Problem details: Please copy the rows from the start through the line with "x=658 y=315", switching "truck cab" to "tractor cab" and leaving all else unchanged.

━━ Entries shown

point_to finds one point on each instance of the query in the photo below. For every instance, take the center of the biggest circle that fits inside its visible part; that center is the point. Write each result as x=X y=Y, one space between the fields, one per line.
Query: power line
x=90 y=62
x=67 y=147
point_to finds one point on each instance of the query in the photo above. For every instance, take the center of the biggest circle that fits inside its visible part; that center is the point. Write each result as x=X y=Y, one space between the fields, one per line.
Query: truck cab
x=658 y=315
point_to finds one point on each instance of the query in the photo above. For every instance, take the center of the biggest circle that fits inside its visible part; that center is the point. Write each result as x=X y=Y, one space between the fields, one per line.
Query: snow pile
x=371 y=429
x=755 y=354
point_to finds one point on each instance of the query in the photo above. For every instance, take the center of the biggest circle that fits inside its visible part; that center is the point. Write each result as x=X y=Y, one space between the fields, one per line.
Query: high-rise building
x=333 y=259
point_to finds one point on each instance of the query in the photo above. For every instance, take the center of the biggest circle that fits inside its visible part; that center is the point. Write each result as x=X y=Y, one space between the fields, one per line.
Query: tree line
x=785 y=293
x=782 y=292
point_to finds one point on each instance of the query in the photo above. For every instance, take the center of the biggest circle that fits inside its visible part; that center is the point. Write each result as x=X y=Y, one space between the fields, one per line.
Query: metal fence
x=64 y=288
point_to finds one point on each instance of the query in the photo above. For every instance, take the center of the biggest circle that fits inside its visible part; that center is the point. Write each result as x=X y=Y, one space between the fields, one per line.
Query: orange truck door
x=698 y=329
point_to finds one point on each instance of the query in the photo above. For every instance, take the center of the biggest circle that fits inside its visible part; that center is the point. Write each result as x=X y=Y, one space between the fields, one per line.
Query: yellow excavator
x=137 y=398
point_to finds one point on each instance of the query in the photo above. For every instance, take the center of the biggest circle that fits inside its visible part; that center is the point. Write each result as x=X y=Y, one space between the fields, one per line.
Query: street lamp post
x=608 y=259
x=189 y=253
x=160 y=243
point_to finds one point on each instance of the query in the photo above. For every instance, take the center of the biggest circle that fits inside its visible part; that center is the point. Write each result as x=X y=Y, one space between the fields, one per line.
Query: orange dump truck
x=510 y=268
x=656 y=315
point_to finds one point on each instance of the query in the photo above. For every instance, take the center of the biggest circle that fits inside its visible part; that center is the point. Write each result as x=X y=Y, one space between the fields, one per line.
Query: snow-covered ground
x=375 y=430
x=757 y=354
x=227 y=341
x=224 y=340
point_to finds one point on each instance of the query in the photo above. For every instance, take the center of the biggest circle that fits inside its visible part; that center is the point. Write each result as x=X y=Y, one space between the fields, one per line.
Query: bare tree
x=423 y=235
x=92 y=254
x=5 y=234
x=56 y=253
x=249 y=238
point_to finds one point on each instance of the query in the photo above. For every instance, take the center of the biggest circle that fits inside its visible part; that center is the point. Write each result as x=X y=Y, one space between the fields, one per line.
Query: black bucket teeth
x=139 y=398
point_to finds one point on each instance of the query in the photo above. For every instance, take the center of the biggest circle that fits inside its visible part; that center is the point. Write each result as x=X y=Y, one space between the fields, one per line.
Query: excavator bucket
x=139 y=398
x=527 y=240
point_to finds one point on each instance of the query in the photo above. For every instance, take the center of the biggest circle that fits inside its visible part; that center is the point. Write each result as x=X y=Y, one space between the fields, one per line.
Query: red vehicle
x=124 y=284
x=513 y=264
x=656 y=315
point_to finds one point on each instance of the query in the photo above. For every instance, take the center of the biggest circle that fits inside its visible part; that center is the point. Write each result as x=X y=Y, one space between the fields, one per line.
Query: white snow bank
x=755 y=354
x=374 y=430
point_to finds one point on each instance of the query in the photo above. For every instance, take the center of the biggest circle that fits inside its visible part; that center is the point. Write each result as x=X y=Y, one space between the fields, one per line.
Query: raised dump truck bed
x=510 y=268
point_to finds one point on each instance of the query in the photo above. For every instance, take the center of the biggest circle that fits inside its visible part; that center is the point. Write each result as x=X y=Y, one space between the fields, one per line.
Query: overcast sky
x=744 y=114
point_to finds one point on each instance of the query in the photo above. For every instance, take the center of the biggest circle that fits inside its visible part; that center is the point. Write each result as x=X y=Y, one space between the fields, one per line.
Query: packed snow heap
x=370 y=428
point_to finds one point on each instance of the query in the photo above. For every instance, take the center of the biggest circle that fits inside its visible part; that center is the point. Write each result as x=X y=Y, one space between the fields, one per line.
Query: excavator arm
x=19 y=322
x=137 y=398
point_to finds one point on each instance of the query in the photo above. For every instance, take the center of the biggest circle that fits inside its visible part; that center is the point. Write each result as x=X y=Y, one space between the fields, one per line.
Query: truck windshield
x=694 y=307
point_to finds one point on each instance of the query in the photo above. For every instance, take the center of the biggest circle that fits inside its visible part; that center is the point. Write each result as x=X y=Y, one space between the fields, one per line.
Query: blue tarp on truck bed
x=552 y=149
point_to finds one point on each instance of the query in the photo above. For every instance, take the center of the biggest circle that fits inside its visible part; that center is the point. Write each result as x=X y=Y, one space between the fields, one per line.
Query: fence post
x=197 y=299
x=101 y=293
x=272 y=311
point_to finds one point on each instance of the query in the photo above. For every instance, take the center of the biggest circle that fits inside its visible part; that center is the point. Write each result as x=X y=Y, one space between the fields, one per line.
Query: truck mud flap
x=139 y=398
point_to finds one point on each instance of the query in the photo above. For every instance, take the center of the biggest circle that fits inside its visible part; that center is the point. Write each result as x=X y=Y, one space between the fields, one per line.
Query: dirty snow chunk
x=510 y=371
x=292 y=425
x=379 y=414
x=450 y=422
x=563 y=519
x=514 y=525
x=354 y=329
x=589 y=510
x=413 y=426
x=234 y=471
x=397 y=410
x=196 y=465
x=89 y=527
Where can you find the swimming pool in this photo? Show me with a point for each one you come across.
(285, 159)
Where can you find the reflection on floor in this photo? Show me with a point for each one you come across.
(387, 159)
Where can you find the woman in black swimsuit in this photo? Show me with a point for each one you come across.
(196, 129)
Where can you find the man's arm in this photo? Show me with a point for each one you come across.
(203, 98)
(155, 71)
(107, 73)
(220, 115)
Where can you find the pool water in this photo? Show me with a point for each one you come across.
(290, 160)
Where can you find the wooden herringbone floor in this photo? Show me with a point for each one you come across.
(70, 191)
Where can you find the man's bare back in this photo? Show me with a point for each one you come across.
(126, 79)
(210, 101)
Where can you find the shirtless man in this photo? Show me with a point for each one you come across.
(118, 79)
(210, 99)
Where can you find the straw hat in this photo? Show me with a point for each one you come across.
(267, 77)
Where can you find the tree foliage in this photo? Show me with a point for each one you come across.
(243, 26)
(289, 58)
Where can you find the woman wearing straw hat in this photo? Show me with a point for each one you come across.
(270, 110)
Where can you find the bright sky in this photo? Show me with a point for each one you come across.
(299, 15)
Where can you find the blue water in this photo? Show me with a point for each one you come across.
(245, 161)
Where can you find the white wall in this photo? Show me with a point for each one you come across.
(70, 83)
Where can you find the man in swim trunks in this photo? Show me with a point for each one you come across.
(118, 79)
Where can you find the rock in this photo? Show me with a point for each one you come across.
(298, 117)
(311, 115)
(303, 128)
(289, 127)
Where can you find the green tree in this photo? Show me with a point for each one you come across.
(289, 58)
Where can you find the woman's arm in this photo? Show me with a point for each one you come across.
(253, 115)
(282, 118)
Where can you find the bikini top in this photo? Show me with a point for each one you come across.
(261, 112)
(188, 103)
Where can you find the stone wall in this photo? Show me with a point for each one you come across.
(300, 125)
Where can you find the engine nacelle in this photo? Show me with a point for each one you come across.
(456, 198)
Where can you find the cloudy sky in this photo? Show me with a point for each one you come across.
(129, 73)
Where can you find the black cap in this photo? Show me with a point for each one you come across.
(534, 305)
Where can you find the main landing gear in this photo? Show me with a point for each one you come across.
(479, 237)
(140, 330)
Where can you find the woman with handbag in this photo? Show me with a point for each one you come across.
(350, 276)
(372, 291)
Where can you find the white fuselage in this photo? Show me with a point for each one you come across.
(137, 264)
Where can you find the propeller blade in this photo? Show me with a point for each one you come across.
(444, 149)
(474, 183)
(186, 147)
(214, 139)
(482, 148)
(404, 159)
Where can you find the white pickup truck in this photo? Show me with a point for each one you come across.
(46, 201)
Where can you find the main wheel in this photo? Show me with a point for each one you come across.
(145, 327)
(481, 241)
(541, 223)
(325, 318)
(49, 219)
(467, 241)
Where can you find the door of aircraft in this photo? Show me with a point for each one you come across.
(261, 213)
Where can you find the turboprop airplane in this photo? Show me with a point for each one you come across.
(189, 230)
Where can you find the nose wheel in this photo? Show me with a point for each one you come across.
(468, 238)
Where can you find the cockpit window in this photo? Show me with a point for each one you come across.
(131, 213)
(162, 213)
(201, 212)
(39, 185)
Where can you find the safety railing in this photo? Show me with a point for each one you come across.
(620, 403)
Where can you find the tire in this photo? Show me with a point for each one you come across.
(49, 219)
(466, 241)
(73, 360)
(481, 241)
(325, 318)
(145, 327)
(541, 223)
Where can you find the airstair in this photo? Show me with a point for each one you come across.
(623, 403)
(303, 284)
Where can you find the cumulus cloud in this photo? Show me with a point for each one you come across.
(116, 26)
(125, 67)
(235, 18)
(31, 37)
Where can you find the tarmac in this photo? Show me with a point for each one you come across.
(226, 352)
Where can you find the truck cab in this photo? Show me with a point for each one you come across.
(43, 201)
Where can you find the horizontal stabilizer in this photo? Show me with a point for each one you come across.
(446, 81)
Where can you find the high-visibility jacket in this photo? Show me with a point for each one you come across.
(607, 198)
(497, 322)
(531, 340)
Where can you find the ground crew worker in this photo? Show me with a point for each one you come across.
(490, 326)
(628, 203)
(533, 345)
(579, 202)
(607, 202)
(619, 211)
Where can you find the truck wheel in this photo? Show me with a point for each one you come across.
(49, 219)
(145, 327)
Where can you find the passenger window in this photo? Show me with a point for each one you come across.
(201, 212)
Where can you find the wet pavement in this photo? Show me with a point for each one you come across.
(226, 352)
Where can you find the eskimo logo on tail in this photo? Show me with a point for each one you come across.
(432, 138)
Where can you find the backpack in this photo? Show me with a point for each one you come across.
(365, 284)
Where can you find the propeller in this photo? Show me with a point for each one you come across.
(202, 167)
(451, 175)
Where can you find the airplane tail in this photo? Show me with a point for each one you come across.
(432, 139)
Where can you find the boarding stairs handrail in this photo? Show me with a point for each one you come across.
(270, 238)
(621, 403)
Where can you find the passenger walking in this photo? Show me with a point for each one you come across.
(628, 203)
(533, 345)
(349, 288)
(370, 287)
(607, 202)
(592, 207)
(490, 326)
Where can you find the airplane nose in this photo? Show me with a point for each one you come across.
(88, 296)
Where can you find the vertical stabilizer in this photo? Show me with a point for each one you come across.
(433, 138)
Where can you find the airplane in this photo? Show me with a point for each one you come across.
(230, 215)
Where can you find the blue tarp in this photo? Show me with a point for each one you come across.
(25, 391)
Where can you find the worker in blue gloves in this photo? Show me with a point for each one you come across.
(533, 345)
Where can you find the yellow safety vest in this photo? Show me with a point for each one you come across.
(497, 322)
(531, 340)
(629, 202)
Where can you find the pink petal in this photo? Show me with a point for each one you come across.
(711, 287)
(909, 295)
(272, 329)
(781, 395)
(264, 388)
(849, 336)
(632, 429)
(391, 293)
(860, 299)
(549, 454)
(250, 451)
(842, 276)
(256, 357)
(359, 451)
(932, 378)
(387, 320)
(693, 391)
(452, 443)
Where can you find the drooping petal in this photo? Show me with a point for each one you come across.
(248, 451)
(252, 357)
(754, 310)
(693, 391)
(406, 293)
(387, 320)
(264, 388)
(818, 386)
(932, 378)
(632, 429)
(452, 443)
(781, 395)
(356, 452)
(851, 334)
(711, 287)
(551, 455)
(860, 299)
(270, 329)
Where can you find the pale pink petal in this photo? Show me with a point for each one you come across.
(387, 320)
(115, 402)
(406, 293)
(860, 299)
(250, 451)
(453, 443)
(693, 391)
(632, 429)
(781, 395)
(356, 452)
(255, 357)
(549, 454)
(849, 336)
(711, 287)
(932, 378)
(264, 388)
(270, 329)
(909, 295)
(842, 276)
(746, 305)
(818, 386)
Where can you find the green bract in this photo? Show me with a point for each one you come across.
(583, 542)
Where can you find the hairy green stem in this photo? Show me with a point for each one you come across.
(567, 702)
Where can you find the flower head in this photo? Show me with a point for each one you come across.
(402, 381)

━━━━

Result of this task:
point_to finds one point on each instance of the query in the photo below. For every instance, take the center of the biggest circle that fits inside its visible part; that center is the point. Write each result as x=X y=Y, one space between the fields, one per line.
Query: power line
x=90 y=62
x=67 y=147
point_to finds one point on each instance of the query in the photo above. For every instance, take the center of the biggest circle that fits inside its visible part; that center is the point. Write each result as x=X y=Y, one space between the fields, one per line.
Query: tractor cab
x=658 y=315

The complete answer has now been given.